# How to cut



## LG17 (Sep 10, 2014)

If your in process of flowering/ harvesting stages. How deep into a branch/stem should u cut to try/test your girls?


----------



## Rosebud (Sep 10, 2014)

As big or as little as you want.


----------



## LG17 (Sep 10, 2014)

And just cure it as you would regularly? Also is it recommended to avoid the headies


----------



## BenfukD (Sep 11, 2014)

your taking a test bud???   no need for cure...most will quik dry  the tester..and Yes..stay clear of the tops


----------



## Kindbud (Sep 11, 2014)

if im gonna SAMPLE a plant i always go to the bottom leave the top buds ALONE


----------



## pcduck (Sep 11, 2014)

I find sampling a waste of time. Doesn't reflect the end product enough for me. To much time, work,and money to smoke them early. After you sample half your plant and know the difference you gonna wish you waited. IME.


----------



## The Hemp Goddess (Sep 11, 2014)

LG17 said:


> And just cure it as you would regularly? Also is it recommended to avoid the headies


 
 What are "the headies"?


----------



## LG17 (Sep 11, 2014)

Headies is reference for top of the plant where I come from. Generally because top halfs/headies come out with best results most times.


----------



## Hushpuppy (Sep 11, 2014)

If you want to get a truer rendering of the flavor and potency of your bud, In my opinion the best way is to take your sugar leaves that you trim and scrape each one gently with the scissors to get the resin to build up on the scissor blades and on your fingers. Then keep cleaning off the blades and your fingers and balling up the resin that you get until you have a nice decent ball of resin. Then take that resin and put it in a dark dry place ffor 24-48hrs before smoking it in a screened pipe. I believe like PC that it is a waste of good bud to try to test it early. Just let it dry and cure ffor a couple weeks, and try out the resin ball (also known as finger hash or scissor hash).

§ DATASET EXTRACT

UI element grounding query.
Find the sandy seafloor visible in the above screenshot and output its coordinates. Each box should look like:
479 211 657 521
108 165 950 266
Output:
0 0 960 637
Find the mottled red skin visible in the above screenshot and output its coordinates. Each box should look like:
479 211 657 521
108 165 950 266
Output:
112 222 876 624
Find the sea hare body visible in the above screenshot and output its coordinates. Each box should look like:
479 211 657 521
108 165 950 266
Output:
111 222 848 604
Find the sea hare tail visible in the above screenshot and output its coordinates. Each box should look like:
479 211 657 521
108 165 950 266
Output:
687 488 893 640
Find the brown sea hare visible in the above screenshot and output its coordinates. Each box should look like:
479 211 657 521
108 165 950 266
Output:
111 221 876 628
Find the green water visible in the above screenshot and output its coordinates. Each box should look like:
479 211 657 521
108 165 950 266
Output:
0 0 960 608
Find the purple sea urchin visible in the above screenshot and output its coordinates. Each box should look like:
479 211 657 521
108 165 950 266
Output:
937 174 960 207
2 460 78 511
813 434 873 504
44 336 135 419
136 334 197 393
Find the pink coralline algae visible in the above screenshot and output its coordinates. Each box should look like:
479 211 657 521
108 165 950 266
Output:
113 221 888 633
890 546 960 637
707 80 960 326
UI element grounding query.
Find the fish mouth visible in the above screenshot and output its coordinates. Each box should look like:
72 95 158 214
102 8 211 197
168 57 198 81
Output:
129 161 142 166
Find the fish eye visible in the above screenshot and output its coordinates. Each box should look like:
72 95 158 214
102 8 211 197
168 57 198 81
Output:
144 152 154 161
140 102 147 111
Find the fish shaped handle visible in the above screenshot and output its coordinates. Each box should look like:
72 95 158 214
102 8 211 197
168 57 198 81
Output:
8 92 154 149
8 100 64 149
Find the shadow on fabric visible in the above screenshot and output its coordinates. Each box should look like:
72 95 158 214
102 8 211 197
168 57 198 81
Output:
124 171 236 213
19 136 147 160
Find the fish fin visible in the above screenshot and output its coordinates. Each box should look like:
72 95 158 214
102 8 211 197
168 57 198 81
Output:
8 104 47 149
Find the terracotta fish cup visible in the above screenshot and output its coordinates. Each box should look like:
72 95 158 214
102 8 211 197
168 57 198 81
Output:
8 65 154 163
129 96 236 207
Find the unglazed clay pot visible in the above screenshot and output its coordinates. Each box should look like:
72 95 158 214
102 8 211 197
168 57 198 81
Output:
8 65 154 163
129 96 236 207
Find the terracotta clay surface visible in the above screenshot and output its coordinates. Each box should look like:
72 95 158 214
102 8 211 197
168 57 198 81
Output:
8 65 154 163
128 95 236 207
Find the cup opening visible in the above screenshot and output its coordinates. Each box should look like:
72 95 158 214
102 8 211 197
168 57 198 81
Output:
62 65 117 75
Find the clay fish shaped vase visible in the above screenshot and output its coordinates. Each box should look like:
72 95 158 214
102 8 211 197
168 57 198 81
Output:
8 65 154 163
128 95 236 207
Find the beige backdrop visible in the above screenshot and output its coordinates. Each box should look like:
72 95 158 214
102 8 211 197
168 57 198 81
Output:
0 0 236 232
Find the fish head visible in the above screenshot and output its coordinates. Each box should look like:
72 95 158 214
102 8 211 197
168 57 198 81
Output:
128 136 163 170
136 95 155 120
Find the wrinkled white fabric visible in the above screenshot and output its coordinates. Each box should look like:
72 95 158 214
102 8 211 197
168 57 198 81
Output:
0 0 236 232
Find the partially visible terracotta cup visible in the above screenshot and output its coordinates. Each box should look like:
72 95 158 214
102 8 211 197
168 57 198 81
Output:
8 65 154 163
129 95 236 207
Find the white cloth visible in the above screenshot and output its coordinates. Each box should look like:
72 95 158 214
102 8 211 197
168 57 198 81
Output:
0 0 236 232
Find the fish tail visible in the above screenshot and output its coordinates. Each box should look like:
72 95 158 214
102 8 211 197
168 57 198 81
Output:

§ WHAT TO DO
In the thread on cutting a test bud, what does LG17 say "headies" refers to? The listing is separate material, unrelated to the thread.

§ THE RESULT
The top of the plant.